> BRIEF
Reproduce each of the entries below word for word, leaving every character unchanged.
-- begin TASK MATERIAL --
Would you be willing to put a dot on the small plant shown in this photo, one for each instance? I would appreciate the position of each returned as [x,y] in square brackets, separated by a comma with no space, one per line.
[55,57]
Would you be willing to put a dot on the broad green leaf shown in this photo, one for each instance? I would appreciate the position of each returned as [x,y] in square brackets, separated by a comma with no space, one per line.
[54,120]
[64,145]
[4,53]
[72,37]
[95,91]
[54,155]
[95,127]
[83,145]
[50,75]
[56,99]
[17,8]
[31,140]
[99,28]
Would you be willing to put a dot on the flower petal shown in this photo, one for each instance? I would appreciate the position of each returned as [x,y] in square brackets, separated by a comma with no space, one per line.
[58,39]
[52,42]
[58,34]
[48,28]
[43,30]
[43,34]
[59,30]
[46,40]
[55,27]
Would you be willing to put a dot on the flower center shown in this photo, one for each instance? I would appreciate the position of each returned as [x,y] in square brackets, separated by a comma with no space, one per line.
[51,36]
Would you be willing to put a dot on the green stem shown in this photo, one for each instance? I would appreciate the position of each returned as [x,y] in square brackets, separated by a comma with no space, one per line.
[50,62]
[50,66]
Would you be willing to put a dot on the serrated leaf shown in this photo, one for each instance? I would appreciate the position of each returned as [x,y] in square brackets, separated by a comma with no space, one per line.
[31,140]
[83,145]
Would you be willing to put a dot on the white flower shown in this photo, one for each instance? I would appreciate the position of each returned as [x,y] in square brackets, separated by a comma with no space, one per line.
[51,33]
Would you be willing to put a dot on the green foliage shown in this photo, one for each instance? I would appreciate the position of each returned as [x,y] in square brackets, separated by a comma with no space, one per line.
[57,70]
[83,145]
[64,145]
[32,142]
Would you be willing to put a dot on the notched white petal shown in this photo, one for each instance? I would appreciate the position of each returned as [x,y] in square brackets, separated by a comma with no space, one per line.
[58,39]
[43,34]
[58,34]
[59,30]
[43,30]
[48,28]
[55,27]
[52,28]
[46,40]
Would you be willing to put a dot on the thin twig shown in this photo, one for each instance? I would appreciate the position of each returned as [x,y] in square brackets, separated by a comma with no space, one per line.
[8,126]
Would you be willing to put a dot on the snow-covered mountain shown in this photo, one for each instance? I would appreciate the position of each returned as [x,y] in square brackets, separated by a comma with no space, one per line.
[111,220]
-- end TASK MATERIAL --
> THE ANSWER
Would you be willing to put a dot on the small plant shown in this photo, one for each instance? I would appreciate the position of each returned as [x,y] in square brackets, separated by a comma with no space, one per line.
[55,57]
Would you be willing to put a dot on the broad green leaf shown in this photo, one for each instance? I would appreciate the position of each returned as [x,y] in square brackets, separated by a comma with no space, one per line.
[54,120]
[64,145]
[4,53]
[72,37]
[95,91]
[54,155]
[95,127]
[83,145]
[50,75]
[56,99]
[17,8]
[31,140]
[99,28]
Would you be willing to put a dot on the flower petal shown in this photo, one for each instance? I would appreciate the position of each returned as [x,y] in square brackets, separated by a comma with no space, one per line.
[58,39]
[52,42]
[58,34]
[48,28]
[43,30]
[43,34]
[59,30]
[46,40]
[55,27]
Would you be willing to put a dot on the flower center shown in this photo, one for each instance? I would appreciate the position of each returned as [x,y] in square brackets, separated by a comma with no space, one per line.
[51,36]
Would you be willing to put a dot on the green stem shown in this photo, one for each instance? I would appreciate the position of each returned as [x,y] in square brackets, separated by a comma with no space, one per line.
[50,62]
[50,66]
Would you be willing to put a dot on the serrated leaf shown in this photo, one for each instance? I would appreciate the position of each returned as [x,y] in square brackets, separated by a comma with no space, one per line.
[31,140]
[83,145]
Would you be willing to put a dot on the white flower shown in this photo, one for each instance? I would appreciate the position of each returned as [x,y] in square brackets, separated by a comma with no space, one per line.
[51,33]
Would you be willing to put a dot on the green foliage shown in this photo, one for each instance? I would appreciate the position of each returned as [x,y] in square brackets, separated by a comma with no space, one per line.
[57,70]
[83,145]
[64,145]
[32,142]
Would you be willing to put a dot on the notched white petal shown in this photo, one for each instance? I would appreciate the position of each returned as [x,y] in square brackets, separated by a comma with no space, one per line.
[58,39]
[43,34]
[58,34]
[59,30]
[43,30]
[48,28]
[55,27]
[52,28]
[46,40]
Would you be willing to put a dot on the thin twig shown in this photo, one for each instance? I would appreciate the position of each returned as [x,y] in square brackets, separated by a comma with no space, one per line.
[8,126]
Would you be willing to put a dot on the snow-covered mountain shown in this photo, one for each instance? I would appreciate the position of each returned as [x,y] in square brackets, separated by a comma with no space, one per line.
[111,220]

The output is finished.